━━ The input ━━
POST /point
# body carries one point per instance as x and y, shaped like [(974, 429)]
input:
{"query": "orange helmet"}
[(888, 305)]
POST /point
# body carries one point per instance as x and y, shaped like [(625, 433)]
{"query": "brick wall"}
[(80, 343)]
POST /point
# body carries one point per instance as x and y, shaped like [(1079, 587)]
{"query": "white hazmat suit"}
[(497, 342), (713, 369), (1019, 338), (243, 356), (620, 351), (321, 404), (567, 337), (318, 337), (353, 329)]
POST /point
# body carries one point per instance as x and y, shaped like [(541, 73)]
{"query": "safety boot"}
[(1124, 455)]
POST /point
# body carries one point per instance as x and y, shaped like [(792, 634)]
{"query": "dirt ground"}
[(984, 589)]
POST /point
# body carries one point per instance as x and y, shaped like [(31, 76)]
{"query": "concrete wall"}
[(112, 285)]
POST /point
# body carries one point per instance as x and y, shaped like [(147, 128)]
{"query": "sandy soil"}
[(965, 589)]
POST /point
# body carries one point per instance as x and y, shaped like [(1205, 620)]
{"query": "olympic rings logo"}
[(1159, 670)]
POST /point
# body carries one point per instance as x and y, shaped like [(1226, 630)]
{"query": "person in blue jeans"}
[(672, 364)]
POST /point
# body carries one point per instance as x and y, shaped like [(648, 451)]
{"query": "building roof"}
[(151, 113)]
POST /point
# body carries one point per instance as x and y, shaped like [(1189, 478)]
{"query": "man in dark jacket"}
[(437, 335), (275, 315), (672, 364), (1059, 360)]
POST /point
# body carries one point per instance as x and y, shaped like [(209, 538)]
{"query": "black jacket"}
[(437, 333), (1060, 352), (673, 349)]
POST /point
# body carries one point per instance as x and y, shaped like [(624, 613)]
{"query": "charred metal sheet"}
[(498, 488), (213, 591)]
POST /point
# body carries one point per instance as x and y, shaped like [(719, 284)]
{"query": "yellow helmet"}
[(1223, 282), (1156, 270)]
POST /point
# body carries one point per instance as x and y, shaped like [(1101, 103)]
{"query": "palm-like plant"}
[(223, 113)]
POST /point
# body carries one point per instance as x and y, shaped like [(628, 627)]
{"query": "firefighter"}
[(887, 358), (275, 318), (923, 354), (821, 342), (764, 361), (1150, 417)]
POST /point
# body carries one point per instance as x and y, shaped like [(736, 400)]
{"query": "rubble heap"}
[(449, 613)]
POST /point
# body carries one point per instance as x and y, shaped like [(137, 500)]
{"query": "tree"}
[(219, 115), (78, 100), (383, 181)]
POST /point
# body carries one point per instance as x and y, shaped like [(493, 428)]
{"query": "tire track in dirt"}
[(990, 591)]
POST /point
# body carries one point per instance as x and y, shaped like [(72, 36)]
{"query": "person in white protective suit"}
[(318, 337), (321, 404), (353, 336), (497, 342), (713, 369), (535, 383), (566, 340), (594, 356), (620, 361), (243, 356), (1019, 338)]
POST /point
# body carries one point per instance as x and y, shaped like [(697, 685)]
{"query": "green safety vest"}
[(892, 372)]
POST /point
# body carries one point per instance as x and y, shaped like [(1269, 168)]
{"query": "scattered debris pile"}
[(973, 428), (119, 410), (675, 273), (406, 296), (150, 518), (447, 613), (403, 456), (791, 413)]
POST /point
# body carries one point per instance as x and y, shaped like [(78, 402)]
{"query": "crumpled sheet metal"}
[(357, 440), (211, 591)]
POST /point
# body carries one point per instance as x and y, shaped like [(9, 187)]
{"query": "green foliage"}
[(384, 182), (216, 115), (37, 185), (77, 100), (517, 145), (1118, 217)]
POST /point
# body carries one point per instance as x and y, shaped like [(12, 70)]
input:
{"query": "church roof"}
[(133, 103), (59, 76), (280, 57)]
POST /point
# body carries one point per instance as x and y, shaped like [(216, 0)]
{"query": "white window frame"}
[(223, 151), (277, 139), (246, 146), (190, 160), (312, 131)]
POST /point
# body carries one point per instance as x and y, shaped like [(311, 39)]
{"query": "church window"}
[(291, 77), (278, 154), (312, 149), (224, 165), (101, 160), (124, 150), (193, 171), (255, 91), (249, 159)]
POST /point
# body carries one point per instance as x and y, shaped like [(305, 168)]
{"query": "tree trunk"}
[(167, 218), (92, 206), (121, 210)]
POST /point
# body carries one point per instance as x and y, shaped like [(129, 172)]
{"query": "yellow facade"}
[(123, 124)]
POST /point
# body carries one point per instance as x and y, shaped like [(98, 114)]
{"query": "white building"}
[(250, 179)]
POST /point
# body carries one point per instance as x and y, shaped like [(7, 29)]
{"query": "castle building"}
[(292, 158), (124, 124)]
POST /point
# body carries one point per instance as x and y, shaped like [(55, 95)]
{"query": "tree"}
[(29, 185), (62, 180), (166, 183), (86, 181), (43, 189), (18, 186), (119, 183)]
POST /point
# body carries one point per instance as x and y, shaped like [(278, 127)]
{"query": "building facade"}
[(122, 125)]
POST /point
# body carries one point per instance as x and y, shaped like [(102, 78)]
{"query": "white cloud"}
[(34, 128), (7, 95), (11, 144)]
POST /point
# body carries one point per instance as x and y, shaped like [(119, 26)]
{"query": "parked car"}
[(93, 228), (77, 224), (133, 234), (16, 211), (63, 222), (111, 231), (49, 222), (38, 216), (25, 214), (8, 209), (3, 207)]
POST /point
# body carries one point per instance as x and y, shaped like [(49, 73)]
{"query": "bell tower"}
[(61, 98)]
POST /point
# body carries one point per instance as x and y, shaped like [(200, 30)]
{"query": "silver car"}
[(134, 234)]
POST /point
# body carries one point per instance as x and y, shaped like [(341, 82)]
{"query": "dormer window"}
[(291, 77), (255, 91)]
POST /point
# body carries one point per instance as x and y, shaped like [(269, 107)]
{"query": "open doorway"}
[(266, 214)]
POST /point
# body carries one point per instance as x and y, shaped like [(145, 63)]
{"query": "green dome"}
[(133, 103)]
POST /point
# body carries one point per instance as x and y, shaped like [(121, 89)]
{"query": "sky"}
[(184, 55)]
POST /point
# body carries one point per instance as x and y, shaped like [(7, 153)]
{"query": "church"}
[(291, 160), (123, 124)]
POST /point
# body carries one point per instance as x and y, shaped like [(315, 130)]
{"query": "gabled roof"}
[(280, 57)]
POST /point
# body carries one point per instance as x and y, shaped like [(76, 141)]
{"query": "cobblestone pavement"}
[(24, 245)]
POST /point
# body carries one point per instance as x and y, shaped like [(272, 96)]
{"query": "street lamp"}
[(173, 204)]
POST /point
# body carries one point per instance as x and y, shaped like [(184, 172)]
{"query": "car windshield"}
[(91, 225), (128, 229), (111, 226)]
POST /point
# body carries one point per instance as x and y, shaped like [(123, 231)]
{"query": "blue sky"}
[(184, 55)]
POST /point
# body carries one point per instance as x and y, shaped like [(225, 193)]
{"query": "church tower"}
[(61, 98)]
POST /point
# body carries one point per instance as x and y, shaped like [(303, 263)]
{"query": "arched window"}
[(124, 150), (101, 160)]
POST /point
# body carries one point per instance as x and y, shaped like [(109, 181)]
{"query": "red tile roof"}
━━━
Return all of the data precisely as it appears.

POST /point
# body carries one point per instance as x and y, shaped like [(974, 429)]
input:
{"query": "orange helmet"}
[(888, 305)]
POST /point
# body carries one point per instance as x and y, shaped like [(625, 433)]
{"query": "brick wall"}
[(80, 343)]
POST /point
# body carries one point per instance as x and y, shaped like [(1079, 587)]
{"query": "white hazmat suit"}
[(497, 342), (713, 369), (1019, 338), (243, 356), (620, 351), (321, 404), (567, 337), (318, 337), (353, 329)]
POST /point
# body carries one point per instance as x and y, shaped like [(541, 73)]
{"query": "safety boot"}
[(1124, 455)]
POST /point
# body carries one point per instance as x and y, shaped like [(792, 634)]
{"query": "dirt ground"}
[(984, 589)]
POST /point
# body carries one point per instance as x and y, shaped like [(31, 76)]
{"query": "concrete wall"}
[(112, 285)]
POST /point
# body carries one point per instance as x and y, shaped like [(147, 128)]
{"query": "sandy soil"}
[(965, 589)]
POST /point
# body carries one point per instance as x and y, shaped like [(1205, 620)]
{"query": "olympic rings logo"}
[(1159, 670)]
POST /point
# body carries one point per instance as x and y, shaped like [(1226, 630)]
{"query": "person in blue jeans"}
[(672, 364)]
POST /point
# body carries one point per instance as x and y, shaped like [(648, 451)]
{"query": "building roof"}
[(151, 113)]
POST /point
# body carries one point per instance as x and y, shaped like [(1189, 478)]
{"query": "man in dark jacket"}
[(437, 335), (275, 315), (672, 364), (1059, 360)]
POST /point
# body carries one point per instance as x and y, shaped like [(209, 538)]
{"query": "black jacket"}
[(437, 333), (1060, 352), (673, 349)]
POST /point
# body carries one point per instance as x and y, shaped like [(624, 613)]
{"query": "charred metal sheet"}
[(498, 488), (213, 591)]
POST /point
# body carries one point per instance as x and y, shaped like [(719, 284)]
{"query": "yellow helmet"}
[(1223, 282), (1156, 270)]
POST /point
# body carries one point per instance as x and y, shaped like [(1101, 103)]
{"query": "palm-like plant"}
[(223, 113)]
POST /point
# body carries one point per instance as x and y, shaped like [(628, 627)]
{"query": "firefighter"}
[(887, 358), (275, 318), (923, 354), (821, 342), (764, 361), (1150, 417)]
POST /point
# body carries one point per instance as x and y, shaped like [(736, 400)]
{"query": "rubble heap"}
[(449, 613)]
POST /point
# body carries one point per instance as x and y, shaped like [(137, 500)]
{"query": "tree"}
[(219, 115), (78, 100), (383, 181)]
POST /point
# body carries one point per instance as x and y, shaped like [(493, 428)]
{"query": "tire track in dirt"}
[(990, 591)]
POST /point
# body carries one point per instance as x and y, shaped like [(72, 36)]
{"query": "person in white protective suit"}
[(318, 337), (321, 404), (353, 336), (497, 342), (713, 369), (535, 383), (566, 340), (594, 356), (620, 361), (243, 356), (1019, 338)]
POST /point
# body carries one point per instance as x and y, shaped like [(697, 685)]
{"query": "green safety vest"}
[(892, 372)]
POST /point
# body carries one point per instance as x and y, shaped like [(1269, 168)]
{"query": "scattered debris pile"}
[(973, 428), (119, 410), (675, 273), (406, 296), (150, 518), (447, 613), (403, 456), (791, 413)]
POST /point
# body carries one point per instance as x and y, shaped like [(78, 402)]
{"query": "crumpled sheet metal"}
[(357, 440), (211, 591)]
POST /point
# body carries one point per instance as x and y, shaped like [(9, 187)]
{"query": "green foliage"}
[(384, 182), (216, 115), (37, 185), (77, 100), (517, 145), (1118, 217)]
POST /point
# body carries one point per instance as x and y, shaped like [(12, 70)]
input:
{"query": "church roof"}
[(133, 103), (59, 76), (280, 57)]
POST /point
# body carries one point per instance as x and y, shaped like [(216, 0)]
{"query": "white window frame"}
[(223, 151), (277, 139), (246, 146), (190, 160), (312, 131)]
POST /point
# body carries one point per instance as x and y, shaped like [(311, 39)]
{"query": "church window"}
[(291, 77), (278, 154), (312, 149), (224, 165), (101, 160), (124, 150), (193, 171), (255, 91), (249, 159)]
POST /point
# body carries one point per instance as x and y, shaped like [(305, 168)]
{"query": "tree trunk"}
[(167, 218), (92, 206), (121, 210)]
POST /point
# body carries one point per instance as x and y, shaped like [(129, 172)]
{"query": "yellow facade"}
[(123, 124)]
POST /point
# body carries one point per instance as x and y, shaped like [(98, 114)]
{"query": "white building"}
[(250, 179)]
POST /point
# body carries one point per instance as x and y, shaped like [(7, 29)]
{"query": "castle building"}
[(292, 158), (124, 124)]
POST /point
# body carries one point per instance as x and y, shaped like [(55, 95)]
{"query": "tree"}
[(29, 185), (62, 180), (166, 183), (86, 181), (43, 189), (18, 186), (119, 183)]
POST /point
# body carries one point per instance as x and y, shaped like [(278, 127)]
{"query": "building facade"}
[(122, 125)]
POST /point
# body carries one point per instance as x and y, shaped like [(102, 78)]
{"query": "white cloud"}
[(34, 128), (7, 95), (11, 144)]
POST /point
# body carries one point per instance as x and y, shaped like [(119, 26)]
{"query": "parked car"}
[(93, 228), (77, 224), (133, 234), (16, 211), (63, 222), (111, 231), (49, 222), (38, 216), (25, 214), (8, 209), (3, 207)]
POST /point
# body carries one point per instance as x and y, shaped like [(49, 73)]
{"query": "bell tower"}
[(61, 98)]
POST /point
# body carries one point per instance as x and y, shaped like [(200, 30)]
{"query": "silver car"}
[(134, 234)]
POST /point
# body carries one point per instance as x and y, shaped like [(341, 82)]
{"query": "dormer window"}
[(291, 77), (255, 91)]
POST /point
# body carries one point per instance as x and y, shaped like [(269, 107)]
{"query": "open doorway"}
[(266, 214)]
POST /point
# body carries one point per instance as x and y, shaped like [(145, 63)]
{"query": "green dome"}
[(133, 103)]
POST /point
# body carries one point per instance as x and y, shaped like [(121, 89)]
{"query": "sky"}
[(184, 55)]
POST /point
# body carries one point per instance as x and y, shaped like [(7, 153)]
{"query": "church"}
[(291, 160), (123, 124)]
POST /point
# body carries one point per instance as x and y, shaped like [(315, 130)]
{"query": "gabled roof"}
[(280, 57)]
POST /point
# body carries one point per instance as x and y, shaped like [(76, 141)]
{"query": "cobblestone pavement"}
[(24, 245)]
POST /point
# body carries one point per instance as x and y, shaped like [(272, 96)]
{"query": "street lamp"}
[(173, 204)]
POST /point
# body carries one point per instance as x and y, shaped like [(184, 172)]
{"query": "car windshield"}
[(91, 225), (128, 229), (111, 226)]
POST /point
# body carries one point per instance as x and y, shaped like [(123, 231)]
{"query": "blue sky"}
[(184, 55)]
POST /point
# body carries one point per instance as x and y, shaped like [(225, 193)]
{"query": "church tower"}
[(61, 98)]
POST /point
# body carries one point per instance as x and y, shaped like [(303, 263)]
{"query": "arched window"}
[(124, 150), (101, 160)]
POST /point
# body carries one point per instance as x and y, shaped like [(109, 181)]
{"query": "red tile roof"}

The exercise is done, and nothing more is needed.